▶ **İstenenler**:
a: Kıbrıs plebisitini anlatan belge alıntısında "Asıl adı Michael" ile "seçilmesi ile başladı." arasındaki bölümü, her iki uç da dahil olmak üzere, hiçbir değişiklik yapmadan çıktı olarak verir misin?
b: Aşağıdaki Kıbrıs metnine göre şu soruları cevaplar mısın?
(i) Kıbrıs Rum Ortodoks Kilisesinin düzenlediği plebisit 1950 yılının hangi günlerinde yapıldı?
(ii) III. Makarios'un asıl adı nedir?
(iii) Makarios hangi tarihte Başpiskopos seçildi?

▶ **Belge alıntısı**:
Kıbrıs’ın kaderinin değiştiği gün
1950 yılının 15 Ocak Pazar ve 22 Ocak Pazar günlerinde, Kıbrıs Rum Ortodoks Kilisesinin sadece Kıbrıslı Rumların katılabileceği şekilde organize ettiği plebisit (Latince plebiscitum– Anayasayı değiştirme gücü olmayan ama halkın düşüncesini yansıtan halk oylaması –, Kıbrıs adasının yakın tarihinde yer alan önemli bir olay.
Bu plebisit, Kıbrıs adasında asırladır varlıklarını sürdürmekte olan iki farklı etnik kimliğe sahip halktan birinin tek yanlı olarak Adanın Yunanistan’a bağlanması isteğini (İlhak - Enosis) büyük bir oy oranı ile ortaya koydu.
Asıl adı Michael Hristodulu Mouskos olan III. Makarios’un 18 Eylül 1950 tarihinde, mükemmel bir entrika ile en güçlü rakibini tasfiye edip Başpiskopos seçilmesi ve Rum Ortodoks Kilisesinin başına geçmesi de Kıbrıs adasının yakın tarihinde yer alan önemli olayların ikincisi. Makarios, Başpiskopos seçilmesine ilaveten Kıbrıs Rum toplumunun fiili ulusal lideri olan Ethnarh’lık görevini üstlenerek, Kıbrıslı Rumların siyasi hayatını ve stratejileri belirleyen liderlik makamını da uhdesine aldı. Zaten Kıbrıs adasında 1950-1974 yılları arasında Kıbrıs Türkleri ve Kıbrıslı Rumlar arasında yaşanan etnik sorunlar, silahlı çatışmalar, göçler ve soykırım, Makarios’un Başpiskopos seçilmesi ile başladı.
ADA YEMİNİ
Makarios’un hedefi, önce İngilizleri daha sonra da Türk ulusunun bir uzantısı olan Kıbrıs Türklerini Adadan atmak ve Enosisi gerçekleştirmek olduğundan, Başpiskoposluk yemini ederken dini yeminine ilaveten bir de milli yemin etti ve yeminini de “Hayatımı Kıbrıs adasının Yunanistan’a bağlanmasına adıyorum” sözleri ile tamamladı.

▶ **Sağlanan veriler**:
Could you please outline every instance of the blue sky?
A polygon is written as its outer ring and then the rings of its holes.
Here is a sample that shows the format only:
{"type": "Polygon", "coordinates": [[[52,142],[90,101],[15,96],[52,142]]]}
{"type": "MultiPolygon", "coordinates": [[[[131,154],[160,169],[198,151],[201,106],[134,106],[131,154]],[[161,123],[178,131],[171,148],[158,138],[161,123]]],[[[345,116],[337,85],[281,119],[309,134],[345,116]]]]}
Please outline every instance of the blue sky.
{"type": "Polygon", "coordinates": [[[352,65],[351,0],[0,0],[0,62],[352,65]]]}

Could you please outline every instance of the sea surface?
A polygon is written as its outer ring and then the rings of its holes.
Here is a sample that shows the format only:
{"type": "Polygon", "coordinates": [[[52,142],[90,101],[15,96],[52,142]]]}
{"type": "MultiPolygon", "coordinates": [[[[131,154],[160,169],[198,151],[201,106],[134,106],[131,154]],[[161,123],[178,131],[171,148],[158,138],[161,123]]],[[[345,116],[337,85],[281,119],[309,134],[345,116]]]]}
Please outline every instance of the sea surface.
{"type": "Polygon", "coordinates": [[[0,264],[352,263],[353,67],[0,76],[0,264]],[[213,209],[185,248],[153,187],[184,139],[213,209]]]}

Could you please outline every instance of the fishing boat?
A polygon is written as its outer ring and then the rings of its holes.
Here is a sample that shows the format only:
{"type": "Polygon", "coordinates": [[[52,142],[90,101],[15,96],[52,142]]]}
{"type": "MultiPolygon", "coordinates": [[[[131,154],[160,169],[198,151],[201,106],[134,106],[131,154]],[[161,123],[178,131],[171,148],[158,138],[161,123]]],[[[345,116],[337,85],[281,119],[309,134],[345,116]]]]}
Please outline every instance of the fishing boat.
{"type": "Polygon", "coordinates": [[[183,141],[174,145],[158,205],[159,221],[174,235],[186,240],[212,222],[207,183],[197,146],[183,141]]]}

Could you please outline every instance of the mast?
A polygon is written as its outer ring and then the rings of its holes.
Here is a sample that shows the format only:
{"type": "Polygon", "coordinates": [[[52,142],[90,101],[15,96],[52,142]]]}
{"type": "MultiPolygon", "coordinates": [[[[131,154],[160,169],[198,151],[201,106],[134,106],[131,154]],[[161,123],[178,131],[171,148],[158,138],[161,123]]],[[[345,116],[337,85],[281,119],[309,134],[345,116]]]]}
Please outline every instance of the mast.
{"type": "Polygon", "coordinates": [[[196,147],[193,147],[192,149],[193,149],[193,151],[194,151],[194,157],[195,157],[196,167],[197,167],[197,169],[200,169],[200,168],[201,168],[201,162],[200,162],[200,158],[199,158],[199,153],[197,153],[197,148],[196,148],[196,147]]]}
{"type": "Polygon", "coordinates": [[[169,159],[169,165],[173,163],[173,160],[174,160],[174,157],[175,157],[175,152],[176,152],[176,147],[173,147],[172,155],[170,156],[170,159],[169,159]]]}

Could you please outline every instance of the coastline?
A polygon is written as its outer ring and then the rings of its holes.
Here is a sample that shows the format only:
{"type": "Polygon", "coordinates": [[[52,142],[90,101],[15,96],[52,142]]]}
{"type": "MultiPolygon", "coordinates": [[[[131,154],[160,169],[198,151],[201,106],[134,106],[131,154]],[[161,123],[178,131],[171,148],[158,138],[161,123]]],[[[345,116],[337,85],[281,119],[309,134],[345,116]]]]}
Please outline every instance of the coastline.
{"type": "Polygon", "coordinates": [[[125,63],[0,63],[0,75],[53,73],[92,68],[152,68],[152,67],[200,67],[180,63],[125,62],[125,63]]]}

▶ **Cevaplar**:
a:
Asıl adı Michael Hristodulu Mouskos olan III. Makarios’un 18 Eylül 1950 tarihinde, mükemmel bir entrika ile en güçlü rakibini tasfiye edip Başpiskopos seçilmesi ve Rum Ortodoks Kilisesinin başına geçmesi de Kıbrıs adasının yakın tarihinde yer alan önemli olayların ikincisi. Makarios, Başpiskopos seçilmesine ilaveten Kıbrıs Rum toplumunun fiili ulusal lideri olan Ethnarh’lık görevini üstlenerek, Kıbrıslı Rumların siyasi hayatını ve stratejileri belirleyen liderlik makamını da uhdesine aldı. Zaten Kıbrıs adasında 1950-1974 yılları arasında Kıbrıs Türkleri ve Kıbrıslı Rumlar arasında yaşanan etnik sorunlar, silahlı çatışmalar, göçler ve soykırım, Makarios’un Başpiskopos seçilmesi ile başladı.

b:
(i) 15 Ocak Pazar ve 22 Ocak Pazar
(ii) Michael Hristodulu Mouskos
(iii) 18 Eylül 1950